:: REQUIREMENT ::
Reproduce every line of the data below verbatim, with nothing added, dropped, or altered.

:: SUPPLIED DATA ::
--- start ---
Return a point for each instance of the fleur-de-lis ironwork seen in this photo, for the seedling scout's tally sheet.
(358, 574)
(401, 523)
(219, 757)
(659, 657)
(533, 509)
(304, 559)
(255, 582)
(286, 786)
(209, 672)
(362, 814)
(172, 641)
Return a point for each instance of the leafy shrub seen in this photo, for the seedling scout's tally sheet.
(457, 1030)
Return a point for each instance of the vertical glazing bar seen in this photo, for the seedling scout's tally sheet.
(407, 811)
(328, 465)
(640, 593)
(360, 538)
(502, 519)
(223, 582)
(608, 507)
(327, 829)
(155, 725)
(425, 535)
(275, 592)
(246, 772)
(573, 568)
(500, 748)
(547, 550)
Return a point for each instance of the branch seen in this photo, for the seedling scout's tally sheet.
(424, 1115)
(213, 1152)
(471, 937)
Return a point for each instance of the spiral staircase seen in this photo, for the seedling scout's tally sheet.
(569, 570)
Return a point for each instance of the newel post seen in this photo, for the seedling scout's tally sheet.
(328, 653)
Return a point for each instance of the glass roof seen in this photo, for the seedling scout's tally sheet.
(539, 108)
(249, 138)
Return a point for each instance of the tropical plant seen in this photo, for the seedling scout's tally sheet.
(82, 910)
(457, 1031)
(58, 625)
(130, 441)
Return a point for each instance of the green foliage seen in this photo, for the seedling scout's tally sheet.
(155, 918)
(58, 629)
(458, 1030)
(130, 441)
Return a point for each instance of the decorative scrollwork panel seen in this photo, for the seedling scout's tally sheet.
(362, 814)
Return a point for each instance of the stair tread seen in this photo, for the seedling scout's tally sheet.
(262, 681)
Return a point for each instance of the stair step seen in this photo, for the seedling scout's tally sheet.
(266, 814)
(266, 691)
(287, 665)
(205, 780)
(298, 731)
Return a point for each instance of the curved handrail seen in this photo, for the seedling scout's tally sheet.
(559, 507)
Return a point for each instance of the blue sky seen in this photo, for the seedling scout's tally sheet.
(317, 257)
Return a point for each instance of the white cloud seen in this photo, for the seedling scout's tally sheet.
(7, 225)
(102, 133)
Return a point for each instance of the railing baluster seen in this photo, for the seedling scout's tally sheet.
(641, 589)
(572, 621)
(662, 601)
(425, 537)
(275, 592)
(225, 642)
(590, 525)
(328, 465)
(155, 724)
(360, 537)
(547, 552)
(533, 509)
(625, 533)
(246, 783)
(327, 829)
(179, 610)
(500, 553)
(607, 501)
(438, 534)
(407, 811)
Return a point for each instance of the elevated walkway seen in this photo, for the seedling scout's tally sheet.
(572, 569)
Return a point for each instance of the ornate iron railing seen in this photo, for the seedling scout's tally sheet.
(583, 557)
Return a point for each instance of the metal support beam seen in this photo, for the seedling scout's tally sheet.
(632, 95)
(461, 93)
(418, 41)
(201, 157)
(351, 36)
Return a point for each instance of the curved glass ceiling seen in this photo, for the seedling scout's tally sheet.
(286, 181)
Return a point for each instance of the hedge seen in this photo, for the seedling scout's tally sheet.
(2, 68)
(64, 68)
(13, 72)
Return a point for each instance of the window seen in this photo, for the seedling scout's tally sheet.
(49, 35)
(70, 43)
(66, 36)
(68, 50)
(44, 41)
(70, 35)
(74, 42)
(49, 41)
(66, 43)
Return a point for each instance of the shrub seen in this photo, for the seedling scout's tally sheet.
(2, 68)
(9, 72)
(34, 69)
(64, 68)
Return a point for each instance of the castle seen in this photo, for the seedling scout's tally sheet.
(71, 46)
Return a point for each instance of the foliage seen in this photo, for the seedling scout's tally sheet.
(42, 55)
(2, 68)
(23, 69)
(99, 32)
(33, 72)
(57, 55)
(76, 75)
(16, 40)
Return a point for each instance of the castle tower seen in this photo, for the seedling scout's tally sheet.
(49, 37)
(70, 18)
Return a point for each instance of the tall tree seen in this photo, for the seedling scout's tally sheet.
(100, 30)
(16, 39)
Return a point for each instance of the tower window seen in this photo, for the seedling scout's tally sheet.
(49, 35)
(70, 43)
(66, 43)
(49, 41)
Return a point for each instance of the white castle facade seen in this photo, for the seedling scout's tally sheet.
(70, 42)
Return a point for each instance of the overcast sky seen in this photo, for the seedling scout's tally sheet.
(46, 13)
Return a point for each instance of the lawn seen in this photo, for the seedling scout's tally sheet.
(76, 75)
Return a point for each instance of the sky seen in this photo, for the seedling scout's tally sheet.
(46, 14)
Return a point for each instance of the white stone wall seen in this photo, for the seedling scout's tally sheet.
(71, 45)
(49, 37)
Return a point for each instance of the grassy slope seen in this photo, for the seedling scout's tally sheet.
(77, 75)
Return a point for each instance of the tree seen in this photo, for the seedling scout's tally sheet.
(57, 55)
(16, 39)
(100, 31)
--- end ---
:: EXPECTED ANSWER ::
Return a point for each instance of the fleur-de-lis ironwork seen in this photo, for the seedling scout's tally sheet.
(358, 574)
(401, 523)
(219, 757)
(659, 657)
(533, 509)
(304, 559)
(255, 582)
(286, 786)
(209, 672)
(362, 814)
(172, 641)
Return a point for each instance of the leafy shrub seen in this photo, for the seedling scout's tally sheet.
(457, 1030)
Return a point for each instance of the vertical glazing bar seen in this photo, for the seedling scout's tally sheet.
(407, 811)
(328, 465)
(640, 593)
(360, 538)
(502, 519)
(223, 582)
(608, 507)
(327, 829)
(155, 725)
(425, 535)
(275, 592)
(246, 772)
(573, 568)
(500, 748)
(547, 550)
Return a point for each instance of the branch seen in this photo, for the seedling scout's tally sheet.
(424, 1115)
(213, 1152)
(471, 937)
Return a point for each instance of the spiral staircase seen in this photo, for the seedling scout's tally sheet.
(569, 570)
Return a point for each instance of the newel post seen in this photo, for the seedling scout's tally sheet.
(328, 653)
Return a point for each instance of the glass roof seen in this photo, for the seedling scout's tally sheet.
(539, 108)
(249, 138)
Return a point for each instance of the tropical plant seen in this photo, for the seedling scout's tally sheet.
(82, 910)
(457, 1031)
(58, 625)
(130, 441)
Return a point for each instance of the green foliage seen in this photo, for the seedling scout's tally sheet.
(155, 918)
(58, 629)
(458, 1030)
(130, 441)
Return a point for each instance of the decorative scrollwork panel seen in this photo, for the seedling scout's tally sheet.
(362, 814)
Return a point for each instance of the stair tread seen in this photo, for the seedling scout's tally sheet.
(262, 681)
Return a point for each instance of the stair step seen in this photo, for the seedling scout's tally sheet.
(266, 814)
(266, 691)
(287, 665)
(205, 780)
(298, 731)
Return a point for each instance of the curved handrail seen in this photo, for the seedling scout's tally sheet.
(559, 507)
Return a point for each instance of the blue sky seen in this photo, for the seedling scout's tally sheet.
(317, 257)
Return a point for each instance of the white cloud seen in this photo, for the seedling scout's tally sheet.
(7, 225)
(102, 133)
Return a point for each instance of the railing baluster seen in this photo, for the seedling scout's tally sheet.
(641, 589)
(572, 621)
(662, 601)
(425, 537)
(275, 592)
(225, 642)
(590, 525)
(328, 465)
(155, 724)
(360, 537)
(547, 552)
(533, 509)
(625, 533)
(246, 783)
(327, 829)
(179, 610)
(500, 553)
(607, 501)
(438, 534)
(407, 811)
Return a point for each instance of the elevated walkway seen in this photo, for the seedling scout's tally sheet.
(572, 569)
Return a point for each instance of the ornate iron railing seen in this photo, for the seedling scout's tally sheet.
(583, 557)
Return a point for each instance of the metal support beam seen in this photo, for the seedling scout's tally sheet.
(632, 95)
(461, 93)
(418, 41)
(201, 157)
(351, 36)
Return a point for each instance of the curved glass ceiling seen in this photo, for the seedling scout's tally sheet.
(286, 181)
Return a point for each instance of the hedge seen in this photo, for the seedling scout's tally sheet.
(2, 68)
(64, 68)
(13, 72)
Return a point for each instance of the window seen in this photo, for the seedling scout's tally sheet.
(49, 35)
(70, 43)
(66, 36)
(68, 50)
(44, 41)
(70, 35)
(74, 42)
(49, 41)
(66, 43)
Return a point for each instance of the shrub seen in this photo, for the seedling scout's tally sheet.
(2, 68)
(9, 72)
(34, 69)
(64, 68)
Return a point for each instance of the castle seen in this photo, for the seedling scout's tally sheet.
(71, 46)
Return a point for each instance of the foliage seen in this photo, for the seedling scout's tally sheet.
(42, 55)
(2, 68)
(23, 69)
(99, 32)
(33, 72)
(57, 55)
(76, 75)
(16, 40)
Return a point for each instance of the castle tower seen in this photo, for the seedling scout's tally sheet.
(49, 37)
(70, 18)
Return a point for each instance of the tall tree seen in this photo, for the seedling scout's tally sheet.
(100, 30)
(16, 39)
Return a point for each instance of the tower window seen in this photo, for the seedling scout's tally sheet.
(49, 35)
(70, 43)
(66, 43)
(49, 41)
Return a point for each instance of the white castle facade seen in this photo, for the seedling scout's tally sheet.
(70, 42)
Return a point for each instance of the overcast sky seen in this photo, for the seedling scout's tally sheet.
(46, 13)
Return a point for each instance of the lawn seen in this photo, for the seedling scout's tally sheet.
(76, 75)
Return a point for each instance of the sky seen in this photo, for the seedling scout's tally sheet.
(46, 14)
Return a point for each instance of the white stone wall seen in this photo, for the seedling scout's tally sheet.
(71, 45)
(49, 37)
Return a point for each instance of the grassy slope seen in this photo, for the seedling scout's tally sheet.
(77, 75)
Return a point for each instance of the tree seen in this photo, for the seedling scout's tally sheet.
(57, 55)
(16, 39)
(100, 31)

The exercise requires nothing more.